I think the most disruptive change here is probably a refactoring of the QemuImg utility to support newer flags like --object. I've tested the change against the basic Qemu 1.5.3 that comes with EL7 and I believe it is good, but it will be nice to see the results of some functional tests. Most of the other changes are limited to changing behavior only if volume encryption is requested.
Working on documentation for the CloudStack docs. One thing to note is that hypervisors that run the stock EL7 version of Qemu will not support encryption. This is tested to be detected and report properly via the CloudStack API/UI. I intend to like to have a support matrix in the CloudStack docs.
I may add a few more unit tests. I'd also like some guidance on having functional tests. I'm not sure if there's a separate framework, or if Marvin is still used, or what the current thing is.
* Add Qemu object flag to QemuImg create
* Add apache license header to new files
* Add Qemu object flag to QemuImg convert
* Set host details if hypervisor supports LUKS
* Add disk encrypt flag to APIs, diskoffering
* Schema upgrade 4.16.0.0 to 4.16.1.0 to support vol encryption
* Add Libvirt secret on disk attach, and refer to it in disk XML
* Add implementation of luks volume encryption to QCOW2 and RAW disk prep
* Start VMs that have encrypted volumes
* Add encrypt option to service offering and root volume provisioning
* Refactor volume passphrase into its own table and object
* CryptSetup, use key files to pass keys instead of command line
* Update storage types and allocators to select encryption support
* Allow agent.properties to define the hypervisor's private IP
* Implement createPhysicalDisk for ScaleIOStorageAdaptor
* UI: Add encrypt options to offerings
* UI module security updates
* Revert "UI module security updates" - belongs in base
This reverts commit a7cb7cf7f57aad38f0b5e5d67389c187b88ffd94.
* Add --target-is-zero support for QemuImg
* Allow qemu image options to be passed, API support convert encrypted
* Switch hypervisor encryption support detection to use KeyFiles
* Fixes for ScaleIO root disk encryption
* Resize root disk if it won't fit encryption header
* Use cryptsetup to prep raw root disks, when supported
* Create qcow2 formatting if necessary during initial template copy to ScaleIO
* Allow setting no cache for qemu-img during disk convert
* Use 1M sparse on qemu-img convert for zero target disks
* UI: Add volume encryption support to hypervisor details
* QemuImg use --image-opts and --object depending on version
* Only send storage commands that require encryption to hosts that support encryption
* Move host encryption detail to a static constant
* Update host selection to account for volume encryption support
Only attach volumes if encryption requirements are met
* Ensure resizeVolume won't allow changing encryption
* Catch edge cases for clearing passphrase when volume is removed
* Disable volume migration and extraction for encrypted volumes
* Register volume secret on destination host during live migration
* Fix configdrive path editing during live migration
* Ensure configdrive path is edited properly during live migration
* Pass along and store volume encryption format during creation
* Fixes for rebase
* Fix tests after rebase
* Add unit tests for DeploymentPlanningManagerImpl to support encryption
* Deployment planner tests for encryption support on last host
* Add deployment tests for encryption when calling planner
* Added Libvirt DiskDef test for encryption details
* Add test for KeyFile utility
* Add CryptSetup tests
* Add QemuImageOptionsTest
* add smoke tests for API level changes on create/list offerings
* Fix schema upgrade, do disk_offering_view first
* Fix UI to show hypervisor encryption support
* Load details into hostVO before trying to query them for encryption
* Remove whitespace in CreateNetworkOfferingTest
* Move QemuImageOptions to use constants for flag keys
* Set physical disk encrypt format during createDiskFromTemplate in KVM Agent
* Whitespace in AbstractStoragePoolAllocator
* Fix whitespace in VolumeDaoImpl
* Support old Qemu in convert
* Log how long it takes to generate a passphrase during volume creation
* Move passphrase generation to async portion of createVolume
* Revert "Allow agent.properties to define the hypervisor's private IP"

What this exercise asks:
1) According to the volume encryption change notes, which Qemu version shipped with EL7 was the change tested against?
2) Pick up the volume encryption change notes after their last line and extend them.

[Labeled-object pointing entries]

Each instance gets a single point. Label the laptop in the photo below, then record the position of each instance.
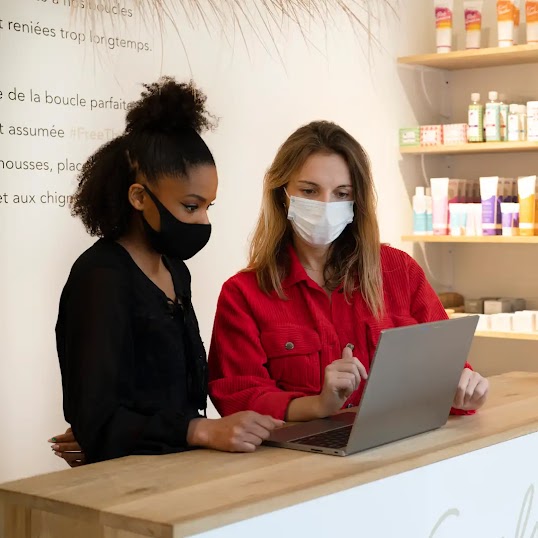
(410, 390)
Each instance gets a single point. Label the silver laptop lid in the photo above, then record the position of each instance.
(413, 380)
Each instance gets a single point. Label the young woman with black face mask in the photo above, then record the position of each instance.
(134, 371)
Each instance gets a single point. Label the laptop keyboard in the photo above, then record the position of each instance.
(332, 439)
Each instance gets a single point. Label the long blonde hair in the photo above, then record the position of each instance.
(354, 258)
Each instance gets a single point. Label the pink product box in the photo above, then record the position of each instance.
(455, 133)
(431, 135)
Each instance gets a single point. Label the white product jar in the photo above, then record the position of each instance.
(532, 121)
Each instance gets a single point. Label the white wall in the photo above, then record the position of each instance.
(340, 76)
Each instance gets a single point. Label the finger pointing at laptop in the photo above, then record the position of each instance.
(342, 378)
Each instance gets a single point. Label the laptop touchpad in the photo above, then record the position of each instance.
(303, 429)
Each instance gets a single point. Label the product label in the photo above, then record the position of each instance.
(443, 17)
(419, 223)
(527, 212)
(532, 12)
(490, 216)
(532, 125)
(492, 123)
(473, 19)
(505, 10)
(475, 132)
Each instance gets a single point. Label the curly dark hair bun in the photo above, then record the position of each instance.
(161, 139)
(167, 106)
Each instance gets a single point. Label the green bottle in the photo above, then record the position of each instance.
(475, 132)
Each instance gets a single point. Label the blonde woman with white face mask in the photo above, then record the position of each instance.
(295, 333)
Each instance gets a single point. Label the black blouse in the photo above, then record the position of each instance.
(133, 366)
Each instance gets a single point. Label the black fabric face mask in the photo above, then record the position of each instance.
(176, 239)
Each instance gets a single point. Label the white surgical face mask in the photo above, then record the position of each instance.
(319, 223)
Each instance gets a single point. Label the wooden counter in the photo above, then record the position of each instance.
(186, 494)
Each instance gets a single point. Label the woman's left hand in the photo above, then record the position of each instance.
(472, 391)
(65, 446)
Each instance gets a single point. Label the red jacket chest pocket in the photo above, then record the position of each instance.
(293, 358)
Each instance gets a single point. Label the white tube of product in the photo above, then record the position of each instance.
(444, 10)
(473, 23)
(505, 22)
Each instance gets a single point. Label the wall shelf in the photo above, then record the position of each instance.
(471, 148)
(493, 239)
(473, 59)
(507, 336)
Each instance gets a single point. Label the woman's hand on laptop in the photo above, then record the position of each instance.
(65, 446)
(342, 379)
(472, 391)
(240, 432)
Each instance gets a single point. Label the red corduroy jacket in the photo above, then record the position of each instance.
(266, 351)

--

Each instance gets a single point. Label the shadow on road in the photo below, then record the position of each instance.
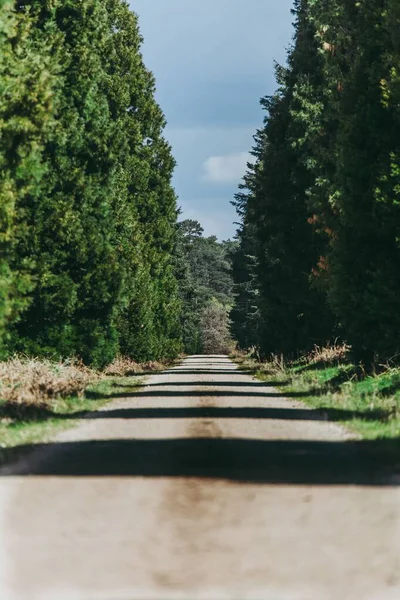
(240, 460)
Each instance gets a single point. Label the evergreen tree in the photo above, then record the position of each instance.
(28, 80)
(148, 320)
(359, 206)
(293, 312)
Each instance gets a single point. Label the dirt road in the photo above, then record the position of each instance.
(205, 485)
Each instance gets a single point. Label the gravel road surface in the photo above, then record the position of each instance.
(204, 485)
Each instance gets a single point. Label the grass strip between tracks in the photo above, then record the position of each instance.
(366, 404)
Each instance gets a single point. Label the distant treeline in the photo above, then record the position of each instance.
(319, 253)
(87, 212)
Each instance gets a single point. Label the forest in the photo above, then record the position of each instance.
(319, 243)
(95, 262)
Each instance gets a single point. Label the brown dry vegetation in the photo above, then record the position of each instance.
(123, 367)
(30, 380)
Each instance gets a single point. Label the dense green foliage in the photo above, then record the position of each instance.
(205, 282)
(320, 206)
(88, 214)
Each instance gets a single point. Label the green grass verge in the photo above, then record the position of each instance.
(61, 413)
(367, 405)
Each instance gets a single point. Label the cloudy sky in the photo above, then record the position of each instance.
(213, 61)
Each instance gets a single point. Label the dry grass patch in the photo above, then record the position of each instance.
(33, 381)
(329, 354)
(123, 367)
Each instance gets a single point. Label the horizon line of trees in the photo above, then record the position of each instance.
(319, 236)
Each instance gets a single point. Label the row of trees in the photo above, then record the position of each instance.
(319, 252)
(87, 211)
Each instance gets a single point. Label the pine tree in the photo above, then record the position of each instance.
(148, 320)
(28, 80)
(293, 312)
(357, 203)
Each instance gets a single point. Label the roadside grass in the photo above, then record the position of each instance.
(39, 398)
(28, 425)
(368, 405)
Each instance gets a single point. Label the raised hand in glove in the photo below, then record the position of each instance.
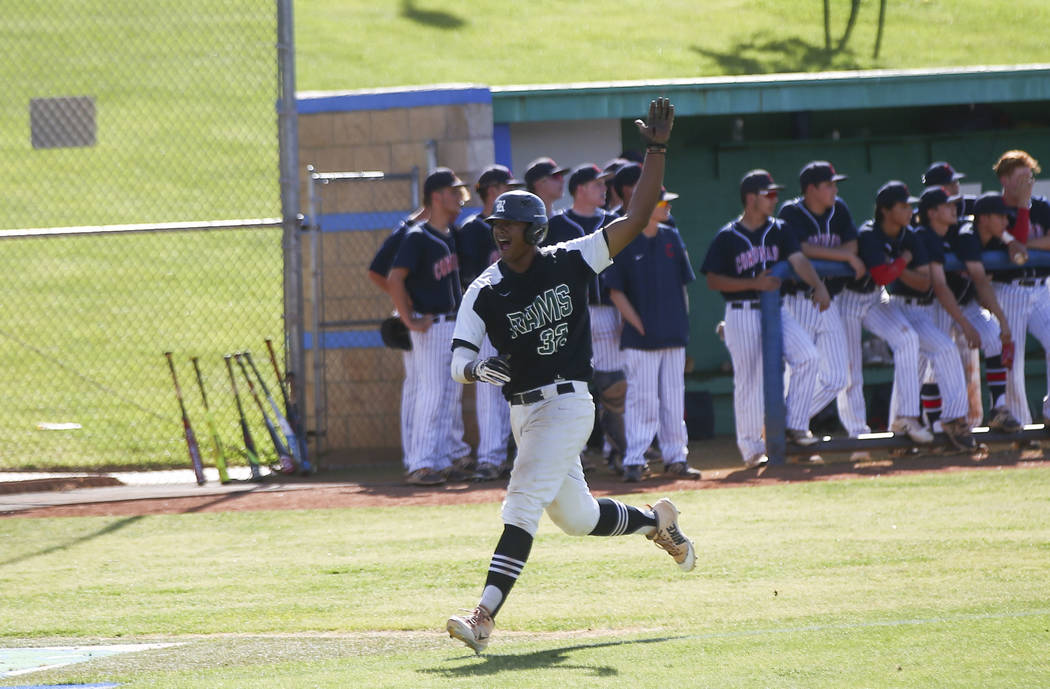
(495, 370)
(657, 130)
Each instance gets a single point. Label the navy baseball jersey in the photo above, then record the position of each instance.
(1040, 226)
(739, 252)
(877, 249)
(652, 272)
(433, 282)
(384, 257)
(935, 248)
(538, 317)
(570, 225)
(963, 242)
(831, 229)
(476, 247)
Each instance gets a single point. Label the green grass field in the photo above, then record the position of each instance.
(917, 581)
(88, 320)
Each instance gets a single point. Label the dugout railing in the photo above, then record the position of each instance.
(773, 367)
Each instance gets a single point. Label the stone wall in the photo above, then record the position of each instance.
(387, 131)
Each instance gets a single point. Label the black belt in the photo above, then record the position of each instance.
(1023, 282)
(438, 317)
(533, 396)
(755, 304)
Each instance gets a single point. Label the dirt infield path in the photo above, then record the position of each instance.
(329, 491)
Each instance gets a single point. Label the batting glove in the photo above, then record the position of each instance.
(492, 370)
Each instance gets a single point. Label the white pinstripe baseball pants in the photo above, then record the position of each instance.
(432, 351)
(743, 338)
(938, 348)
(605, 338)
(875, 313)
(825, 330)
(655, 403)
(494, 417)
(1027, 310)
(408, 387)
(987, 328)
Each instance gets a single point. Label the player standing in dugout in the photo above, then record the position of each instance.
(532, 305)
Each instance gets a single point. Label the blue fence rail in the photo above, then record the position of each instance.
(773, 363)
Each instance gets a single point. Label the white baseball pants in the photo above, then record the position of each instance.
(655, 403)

Task answers:
1) Qemu 1.5.3.

2)
This reverts commit 6ea9377505f0e5ff9839156771a241aaa1925e70.
* Updated ScaleIO/PowerFlex storage plugin to support separate (storage) network for Host(KVM) SDC connection. (#144)
* Added smoke tests for volume encryption (in KVM). (#149)
* Updated ScaleIO pool unit tests.
* Some improvements/fixes for code smells (in ScaleIO storage plugin).
* Updated review changes for ScaleIO improvements.
* Updated host response parameter 'encryptionsupported' in the UI.
* Move passphrase generation for the volume to async portion, while deploying VM (#158)
* Move passphrase generation for the volume to async portion, while deploying VM.
* Updated logs, to include volume details.
* Fix schema upgrade, create passphrase table first
* Fixed the DB upgrade issue (as noticed in the logs below.)
DEBUG [c.c.u.d.ScriptRunner] (main:null) (logid:) CALL `cloud`.`IDEMPOTENT_ADD_FOREIGN_KEY`('cloud.volumes', 'passphrase', 'id')
ERROR [c.c.u.d.ScriptRunner] (main:null) (logid:) Error executing: CALL `cloud`.`IDEMPOTENT_ADD_FOREIGN_KEY`('cloud.volumes', 'passphrase', 'id')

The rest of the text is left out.